#### [AIM OF THE EXERCISE]
Nothing but an exact repeat of the data, with pictures removed, belongs in the answer.

(Saved entries)

___

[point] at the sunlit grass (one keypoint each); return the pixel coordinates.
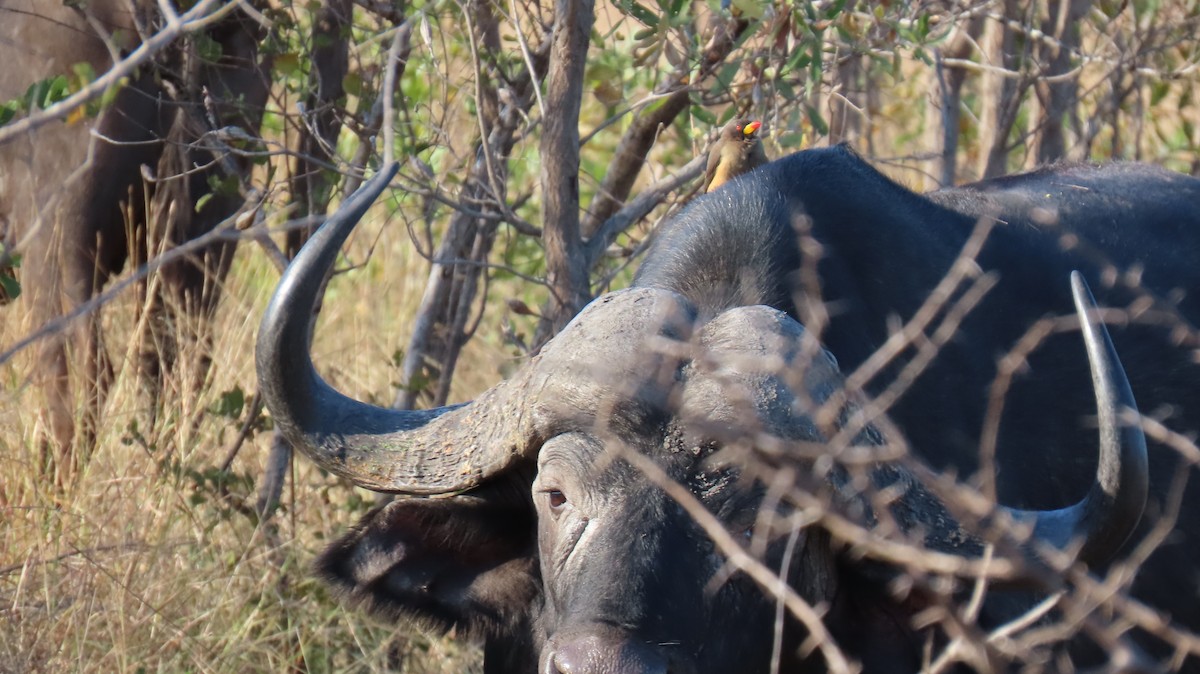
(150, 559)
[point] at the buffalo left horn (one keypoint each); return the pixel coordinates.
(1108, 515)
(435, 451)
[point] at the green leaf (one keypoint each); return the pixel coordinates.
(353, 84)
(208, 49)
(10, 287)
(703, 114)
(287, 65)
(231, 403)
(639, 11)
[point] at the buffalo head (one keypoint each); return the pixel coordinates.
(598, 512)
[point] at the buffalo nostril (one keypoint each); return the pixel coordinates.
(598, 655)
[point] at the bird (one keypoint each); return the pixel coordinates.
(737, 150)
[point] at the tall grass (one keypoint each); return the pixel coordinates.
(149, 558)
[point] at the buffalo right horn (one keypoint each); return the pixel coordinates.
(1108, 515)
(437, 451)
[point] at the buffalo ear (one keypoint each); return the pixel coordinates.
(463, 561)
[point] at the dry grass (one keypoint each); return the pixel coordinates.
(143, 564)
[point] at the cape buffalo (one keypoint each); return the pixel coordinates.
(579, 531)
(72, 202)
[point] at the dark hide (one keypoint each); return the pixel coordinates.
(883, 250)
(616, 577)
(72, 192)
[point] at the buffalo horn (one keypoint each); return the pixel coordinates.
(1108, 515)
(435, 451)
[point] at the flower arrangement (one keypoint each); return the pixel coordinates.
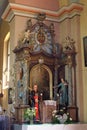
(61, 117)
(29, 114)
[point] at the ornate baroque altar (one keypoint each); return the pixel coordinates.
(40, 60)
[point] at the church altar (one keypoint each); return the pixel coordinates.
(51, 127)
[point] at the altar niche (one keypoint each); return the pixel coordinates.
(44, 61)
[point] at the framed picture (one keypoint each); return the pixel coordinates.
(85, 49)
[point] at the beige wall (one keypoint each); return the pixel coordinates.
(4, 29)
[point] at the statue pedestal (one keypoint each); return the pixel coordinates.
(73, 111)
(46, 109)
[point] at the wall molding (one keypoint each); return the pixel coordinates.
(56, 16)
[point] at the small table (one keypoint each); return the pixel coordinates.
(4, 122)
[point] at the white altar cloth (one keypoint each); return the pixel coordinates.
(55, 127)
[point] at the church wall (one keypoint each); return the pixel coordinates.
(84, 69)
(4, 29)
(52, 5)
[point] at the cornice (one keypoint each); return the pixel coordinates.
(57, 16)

___

#### [EXERCISE ANSWER]
[point] at the sunlit grass (one keypoint each); return the pixel coordinates.
(150, 559)
[point] at the buffalo left horn (one keypoint each); return the pixel coordinates.
(1108, 515)
(435, 451)
[point] at the green leaf (one keypoint each); return the pixel coordinates.
(353, 84)
(208, 49)
(10, 287)
(703, 114)
(287, 65)
(231, 403)
(639, 11)
[point] at the buffalo head (one keypoint each); return the pixel coordinates.
(598, 512)
[point] at the buffalo nostril (one keypoint each); return the pixel coordinates.
(598, 655)
[point] at the bird (one keypoint each); return the pixel coordinates.
(737, 150)
[point] at the tall grass (one keypoint each); return the pixel coordinates.
(149, 558)
[point] at the buffalo right horn (one keypoint each); return the pixel coordinates.
(1108, 515)
(437, 451)
[point] at the buffalo ear (one keypoint each); return the pixel coordinates.
(463, 561)
[point] at the dry grass (one keypoint each); return the pixel coordinates.
(143, 564)
[point] at the cape buffalo (one keypoint each); return the pixel coordinates.
(579, 531)
(72, 202)
[point] at the dark hide (one keypoint each); return the pixel coordinates.
(883, 250)
(616, 577)
(72, 192)
[point] at the buffalo horn (one keypoint each); return the pixel coordinates.
(1108, 515)
(435, 451)
[point] at the flower arrangement (one keypoint each); return the pixel coordinates.
(61, 117)
(29, 114)
[point] at the ornate baroque altar (one keypoint each); return the pixel coordinates.
(40, 60)
[point] at the church altar (one keypoint each); return the pixel coordinates.
(51, 127)
[point] at the altar niche (one keypoint each); return the pixel coordinates.
(44, 61)
[point] at the framed picture (one keypoint each); return the pixel coordinates.
(85, 49)
[point] at the beige wall (one keypoint each); return the pixel coordinates.
(4, 29)
[point] at the statue pedestal (one keypoint each); return the pixel coordinates.
(73, 111)
(46, 109)
[point] at the wall molding (one keypoint each); return the pixel coordinates.
(56, 16)
[point] at the small table (one keypoint each); return the pixel coordinates.
(4, 122)
[point] at the white altar cloth (one keypoint each); return the pixel coordinates.
(55, 127)
[point] at the church wall (one keypoint each); return the pixel coordinates.
(84, 69)
(4, 29)
(52, 5)
[point] at the cornice (one keypoint each); return the pixel coordinates.
(57, 16)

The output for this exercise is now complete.